Starting with the line containing "</instance>" and going on through the end of the records, switch "rough mask" to "coarse mask". Reproduce only those lines, leaving everything else in them unchanged.
Data to process below:
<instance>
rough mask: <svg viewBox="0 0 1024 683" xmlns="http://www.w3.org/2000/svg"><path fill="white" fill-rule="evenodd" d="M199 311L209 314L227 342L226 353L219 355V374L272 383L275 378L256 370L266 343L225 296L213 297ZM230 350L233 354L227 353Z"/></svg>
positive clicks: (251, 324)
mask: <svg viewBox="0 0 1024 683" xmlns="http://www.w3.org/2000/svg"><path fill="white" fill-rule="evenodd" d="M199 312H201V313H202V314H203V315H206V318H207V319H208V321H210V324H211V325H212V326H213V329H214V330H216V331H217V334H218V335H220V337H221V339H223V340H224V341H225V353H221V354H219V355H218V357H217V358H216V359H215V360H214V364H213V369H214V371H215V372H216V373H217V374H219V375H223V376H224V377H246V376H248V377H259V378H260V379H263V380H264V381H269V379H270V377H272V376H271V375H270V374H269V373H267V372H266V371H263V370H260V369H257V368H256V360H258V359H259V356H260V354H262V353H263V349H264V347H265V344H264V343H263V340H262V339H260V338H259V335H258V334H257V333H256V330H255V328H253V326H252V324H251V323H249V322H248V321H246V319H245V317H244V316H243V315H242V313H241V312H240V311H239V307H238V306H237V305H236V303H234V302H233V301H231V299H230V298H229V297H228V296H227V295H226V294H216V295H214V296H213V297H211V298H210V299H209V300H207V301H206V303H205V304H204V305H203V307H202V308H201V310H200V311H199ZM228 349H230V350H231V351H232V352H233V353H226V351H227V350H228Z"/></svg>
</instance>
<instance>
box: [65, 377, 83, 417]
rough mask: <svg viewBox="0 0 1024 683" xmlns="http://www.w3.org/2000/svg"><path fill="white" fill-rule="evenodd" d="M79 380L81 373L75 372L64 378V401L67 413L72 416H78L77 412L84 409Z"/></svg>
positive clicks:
End of Data to process.
> _Solution for this exercise_
</instance>
<instance>
box: [65, 377, 83, 417]
coarse mask: <svg viewBox="0 0 1024 683" xmlns="http://www.w3.org/2000/svg"><path fill="white" fill-rule="evenodd" d="M79 380L81 373L75 372L64 378V401L67 413L72 416H78L77 412L84 409Z"/></svg>
positive clicks:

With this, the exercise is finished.